▸ **Given information**:
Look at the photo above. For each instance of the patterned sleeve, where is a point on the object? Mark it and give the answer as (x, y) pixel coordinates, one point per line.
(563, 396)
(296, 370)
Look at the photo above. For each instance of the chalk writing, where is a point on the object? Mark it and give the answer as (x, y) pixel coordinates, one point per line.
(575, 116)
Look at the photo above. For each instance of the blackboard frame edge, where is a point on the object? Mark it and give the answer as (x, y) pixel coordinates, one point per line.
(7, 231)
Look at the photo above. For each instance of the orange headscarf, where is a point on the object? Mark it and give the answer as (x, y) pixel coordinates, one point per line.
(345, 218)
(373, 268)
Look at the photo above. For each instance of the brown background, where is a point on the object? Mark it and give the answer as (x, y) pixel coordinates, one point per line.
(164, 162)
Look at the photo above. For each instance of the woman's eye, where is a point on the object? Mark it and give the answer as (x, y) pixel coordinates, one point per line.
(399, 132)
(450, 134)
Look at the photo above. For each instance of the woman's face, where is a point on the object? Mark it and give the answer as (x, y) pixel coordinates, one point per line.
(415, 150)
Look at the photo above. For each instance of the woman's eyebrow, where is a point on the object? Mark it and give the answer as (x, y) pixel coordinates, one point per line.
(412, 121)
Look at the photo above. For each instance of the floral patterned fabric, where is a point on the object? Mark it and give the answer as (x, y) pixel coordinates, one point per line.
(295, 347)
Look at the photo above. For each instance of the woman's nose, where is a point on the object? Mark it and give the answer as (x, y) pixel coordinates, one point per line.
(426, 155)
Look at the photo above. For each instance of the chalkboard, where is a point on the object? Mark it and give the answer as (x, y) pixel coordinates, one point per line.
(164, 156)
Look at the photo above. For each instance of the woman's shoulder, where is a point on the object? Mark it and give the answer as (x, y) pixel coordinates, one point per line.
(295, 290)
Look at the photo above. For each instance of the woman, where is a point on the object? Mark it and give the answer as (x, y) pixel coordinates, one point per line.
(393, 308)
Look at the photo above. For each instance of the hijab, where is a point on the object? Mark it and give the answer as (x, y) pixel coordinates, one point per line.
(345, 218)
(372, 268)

▸ **Request**:
Convert the data above into a Markdown table with the columns "Row" and "Line", putting each line of the data in its own row under "Line" with its sequence number under "Row" and omitting any blank lines.

▸ **Solution below**:
| Row | Line |
|---|---|
| 1 | Look at the photo above. For each instance of the patterned sleeve, where is a point on the object? Mark it and give the answer as (x, y) pixel coordinates, one point per line. |
| 2 | (563, 396) |
| 3 | (296, 370) |
| 4 | Look at the photo above. For each instance of the chalk writing, where is a point on the object? Mark it and give the answer as (x, y) pixel coordinates, one point per line. |
| 5 | (575, 116) |
| 6 | Look at the photo above. For each instance of the blackboard frame edge, where is a point on the object? Mark it and give the answer as (x, y) pixel coordinates, one point per line. |
| 7 | (7, 231) |
| 8 | Look at the photo above. For each instance of the orange headscarf, where is a point on the object? Mark it and give the answer as (x, y) pixel coordinates, one point per line. |
| 9 | (345, 218) |
| 10 | (373, 268) |
| 11 | Look at the photo above. For each instance of the brown background, where is a point on the object? Mark it and give the answer as (x, y) pixel coordinates, one point per line. |
| 12 | (164, 162) |
| 13 | Look at the photo above. For each instance of the woman's eye, where is a point on the object? Mark it and give the answer as (x, y) pixel coordinates, one point per line. |
| 14 | (399, 132) |
| 15 | (450, 134) |
| 16 | Look at the photo above. For each instance of the woman's face, where is a point on the object? Mark it and give the answer as (x, y) pixel coordinates, one point per line. |
| 17 | (415, 150) |
| 18 | Look at the photo above. For each instance of the woman's eyebrow, where is a point on the object? Mark it and give the answer as (x, y) pixel coordinates, one point per line. |
| 19 | (412, 121) |
| 20 | Look at the photo above. For each instance of the floral patterned fabric, where is a point on the object? Mark it and give the answer as (x, y) pixel coordinates, one point per line. |
| 21 | (295, 347) |
| 22 | Look at the photo above. For each instance of the woman's nose, where is a point on the object? Mark it and give the answer as (x, y) pixel coordinates, one point per line. |
| 23 | (426, 155) |
| 24 | Look at the photo above. For each instance of the chalkboard, where is a point on the object? Mark it and give the answer as (x, y) pixel coordinates, one point per line. |
| 25 | (164, 156) |
| 26 | Look at the photo above. For each instance of the woman's shoulder, where is a point on the object? Mark it and give the answer as (x, y) pixel coordinates, one point per line. |
| 27 | (295, 290) |
| 28 | Look at the photo above. For each instance of the woman, where is a point on the object? Mark it and give the answer as (x, y) pixel coordinates, one point per line. |
| 29 | (393, 308) |
| 30 | Look at the photo above. For each instance of the hijab, where is a point on the object? Mark it and give the answer as (x, y) pixel coordinates, one point per line. |
| 31 | (345, 218) |
| 32 | (372, 268) |